Reproduce, word for word, only the part of the rows below that opens with the line containing "Tag the stack" and closes with the line containing "[(86, 128)]", including both of those lines.
━━━━━━━━
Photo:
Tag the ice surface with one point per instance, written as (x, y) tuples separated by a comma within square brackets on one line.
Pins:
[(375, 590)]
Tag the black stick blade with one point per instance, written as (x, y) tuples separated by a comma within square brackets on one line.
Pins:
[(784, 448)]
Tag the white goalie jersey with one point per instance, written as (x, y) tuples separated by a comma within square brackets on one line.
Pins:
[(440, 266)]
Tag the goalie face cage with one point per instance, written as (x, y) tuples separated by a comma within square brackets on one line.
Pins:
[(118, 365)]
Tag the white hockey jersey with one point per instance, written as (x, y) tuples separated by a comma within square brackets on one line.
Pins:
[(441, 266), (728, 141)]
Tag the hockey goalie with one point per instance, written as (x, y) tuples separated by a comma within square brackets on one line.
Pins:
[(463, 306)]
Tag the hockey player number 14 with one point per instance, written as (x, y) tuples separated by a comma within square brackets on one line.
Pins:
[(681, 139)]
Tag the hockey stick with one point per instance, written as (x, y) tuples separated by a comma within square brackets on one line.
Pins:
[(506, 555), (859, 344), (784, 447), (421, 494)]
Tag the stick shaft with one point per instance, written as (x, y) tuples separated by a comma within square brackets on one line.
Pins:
━━━━━━━━
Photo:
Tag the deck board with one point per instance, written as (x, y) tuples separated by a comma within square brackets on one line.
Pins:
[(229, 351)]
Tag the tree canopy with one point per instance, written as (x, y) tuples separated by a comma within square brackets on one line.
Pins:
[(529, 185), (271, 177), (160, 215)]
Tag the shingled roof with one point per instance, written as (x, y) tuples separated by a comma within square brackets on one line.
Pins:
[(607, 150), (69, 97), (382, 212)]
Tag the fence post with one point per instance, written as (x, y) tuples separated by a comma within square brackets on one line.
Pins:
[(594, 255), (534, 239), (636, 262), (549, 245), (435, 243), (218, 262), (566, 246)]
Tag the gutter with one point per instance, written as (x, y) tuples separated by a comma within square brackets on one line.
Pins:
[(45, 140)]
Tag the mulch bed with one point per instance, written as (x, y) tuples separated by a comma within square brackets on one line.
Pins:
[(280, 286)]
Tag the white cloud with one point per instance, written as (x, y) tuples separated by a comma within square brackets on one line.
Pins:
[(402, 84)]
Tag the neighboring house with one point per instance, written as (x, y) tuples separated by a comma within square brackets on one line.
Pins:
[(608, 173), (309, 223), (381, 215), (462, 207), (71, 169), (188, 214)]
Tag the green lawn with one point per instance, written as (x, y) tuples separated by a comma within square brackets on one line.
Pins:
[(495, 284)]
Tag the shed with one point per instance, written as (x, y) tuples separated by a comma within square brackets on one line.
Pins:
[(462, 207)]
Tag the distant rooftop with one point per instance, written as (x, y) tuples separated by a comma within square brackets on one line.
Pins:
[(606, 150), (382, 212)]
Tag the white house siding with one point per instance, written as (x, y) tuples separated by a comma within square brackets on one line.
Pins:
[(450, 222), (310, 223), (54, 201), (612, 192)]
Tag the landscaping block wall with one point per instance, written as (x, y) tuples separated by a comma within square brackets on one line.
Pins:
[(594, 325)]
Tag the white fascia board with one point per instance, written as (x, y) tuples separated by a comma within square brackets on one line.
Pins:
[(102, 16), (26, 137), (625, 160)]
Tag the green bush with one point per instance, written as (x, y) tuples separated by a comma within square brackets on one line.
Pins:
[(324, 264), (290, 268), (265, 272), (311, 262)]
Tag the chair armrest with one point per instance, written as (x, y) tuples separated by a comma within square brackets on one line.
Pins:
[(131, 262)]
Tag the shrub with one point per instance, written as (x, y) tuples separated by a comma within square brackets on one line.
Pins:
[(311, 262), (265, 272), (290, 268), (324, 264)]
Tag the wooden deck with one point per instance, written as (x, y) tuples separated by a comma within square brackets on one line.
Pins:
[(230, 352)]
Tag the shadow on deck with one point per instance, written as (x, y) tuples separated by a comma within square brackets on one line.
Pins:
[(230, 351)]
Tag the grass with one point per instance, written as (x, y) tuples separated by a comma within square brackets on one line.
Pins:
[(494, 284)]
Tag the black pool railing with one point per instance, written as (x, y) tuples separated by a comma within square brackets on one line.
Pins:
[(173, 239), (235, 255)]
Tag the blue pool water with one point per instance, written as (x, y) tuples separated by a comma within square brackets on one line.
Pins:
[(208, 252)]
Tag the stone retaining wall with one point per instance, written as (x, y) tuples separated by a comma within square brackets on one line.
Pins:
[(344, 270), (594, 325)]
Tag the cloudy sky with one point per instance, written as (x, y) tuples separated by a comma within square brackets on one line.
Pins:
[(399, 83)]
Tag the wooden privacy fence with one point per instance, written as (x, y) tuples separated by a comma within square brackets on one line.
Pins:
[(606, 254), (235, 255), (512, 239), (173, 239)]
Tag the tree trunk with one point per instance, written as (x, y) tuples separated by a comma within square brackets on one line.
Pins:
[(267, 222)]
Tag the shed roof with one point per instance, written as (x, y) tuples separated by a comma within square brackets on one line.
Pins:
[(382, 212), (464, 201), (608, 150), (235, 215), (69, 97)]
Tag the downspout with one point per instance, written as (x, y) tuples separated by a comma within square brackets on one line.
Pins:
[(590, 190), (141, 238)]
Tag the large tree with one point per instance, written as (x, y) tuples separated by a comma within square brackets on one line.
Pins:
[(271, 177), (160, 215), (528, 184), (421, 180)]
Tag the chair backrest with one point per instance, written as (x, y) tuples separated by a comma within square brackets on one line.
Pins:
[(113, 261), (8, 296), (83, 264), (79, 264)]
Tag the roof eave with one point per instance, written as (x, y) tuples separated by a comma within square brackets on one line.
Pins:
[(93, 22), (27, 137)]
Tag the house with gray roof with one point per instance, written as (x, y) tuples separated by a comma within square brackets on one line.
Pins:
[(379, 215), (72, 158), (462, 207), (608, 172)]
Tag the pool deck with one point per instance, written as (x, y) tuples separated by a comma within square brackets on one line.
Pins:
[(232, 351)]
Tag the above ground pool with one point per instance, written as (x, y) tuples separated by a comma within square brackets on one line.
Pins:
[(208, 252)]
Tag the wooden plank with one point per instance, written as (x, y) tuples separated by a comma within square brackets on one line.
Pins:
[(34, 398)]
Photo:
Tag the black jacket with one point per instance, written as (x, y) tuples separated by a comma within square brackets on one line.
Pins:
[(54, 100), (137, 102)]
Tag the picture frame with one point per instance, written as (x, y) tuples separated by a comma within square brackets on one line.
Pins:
━━━━━━━━
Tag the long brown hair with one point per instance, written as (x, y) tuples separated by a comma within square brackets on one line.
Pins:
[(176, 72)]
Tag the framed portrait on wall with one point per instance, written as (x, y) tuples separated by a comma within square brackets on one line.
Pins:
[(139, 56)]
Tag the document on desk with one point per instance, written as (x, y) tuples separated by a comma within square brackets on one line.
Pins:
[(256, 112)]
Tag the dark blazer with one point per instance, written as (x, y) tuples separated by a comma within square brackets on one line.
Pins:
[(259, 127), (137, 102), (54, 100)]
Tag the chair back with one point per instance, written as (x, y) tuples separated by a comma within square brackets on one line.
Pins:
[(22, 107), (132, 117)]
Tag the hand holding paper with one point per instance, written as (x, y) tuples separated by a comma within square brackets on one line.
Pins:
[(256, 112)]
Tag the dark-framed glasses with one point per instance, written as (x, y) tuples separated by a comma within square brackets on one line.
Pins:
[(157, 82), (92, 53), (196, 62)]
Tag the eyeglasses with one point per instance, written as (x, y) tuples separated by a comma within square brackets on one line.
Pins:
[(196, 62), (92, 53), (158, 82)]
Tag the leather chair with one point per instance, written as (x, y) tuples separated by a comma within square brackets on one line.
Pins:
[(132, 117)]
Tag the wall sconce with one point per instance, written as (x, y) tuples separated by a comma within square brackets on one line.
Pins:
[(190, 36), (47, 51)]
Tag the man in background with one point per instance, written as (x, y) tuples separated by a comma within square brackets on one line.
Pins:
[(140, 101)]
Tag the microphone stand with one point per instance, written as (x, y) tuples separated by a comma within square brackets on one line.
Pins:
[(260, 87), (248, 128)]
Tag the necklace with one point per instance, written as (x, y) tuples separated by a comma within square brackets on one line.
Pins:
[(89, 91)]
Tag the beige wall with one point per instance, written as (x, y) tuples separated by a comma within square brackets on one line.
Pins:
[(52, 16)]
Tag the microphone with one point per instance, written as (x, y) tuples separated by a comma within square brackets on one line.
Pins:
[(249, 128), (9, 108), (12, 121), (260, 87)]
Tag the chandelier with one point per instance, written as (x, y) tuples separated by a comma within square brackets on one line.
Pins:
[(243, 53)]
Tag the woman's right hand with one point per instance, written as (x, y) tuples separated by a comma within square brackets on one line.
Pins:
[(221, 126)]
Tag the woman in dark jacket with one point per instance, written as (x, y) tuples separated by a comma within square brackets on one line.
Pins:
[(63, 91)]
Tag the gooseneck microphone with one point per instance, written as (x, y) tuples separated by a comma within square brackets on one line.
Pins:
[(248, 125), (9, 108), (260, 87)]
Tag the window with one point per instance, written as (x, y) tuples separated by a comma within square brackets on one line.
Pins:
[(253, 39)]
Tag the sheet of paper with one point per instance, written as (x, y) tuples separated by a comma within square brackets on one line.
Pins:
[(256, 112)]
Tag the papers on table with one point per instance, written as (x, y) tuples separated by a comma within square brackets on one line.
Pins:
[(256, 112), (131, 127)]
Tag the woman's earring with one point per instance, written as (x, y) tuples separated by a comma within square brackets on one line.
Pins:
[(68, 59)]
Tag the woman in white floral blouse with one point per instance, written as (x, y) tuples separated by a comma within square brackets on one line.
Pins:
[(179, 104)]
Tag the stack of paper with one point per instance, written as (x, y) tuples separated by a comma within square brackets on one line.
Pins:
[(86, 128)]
━━━━━━━━
■ WRITTEN REPLY ■
Tag the stack of paper with one point per instance, written as (x, y) tuples separated by a comma within square brackets on one line.
Pins:
[(86, 128)]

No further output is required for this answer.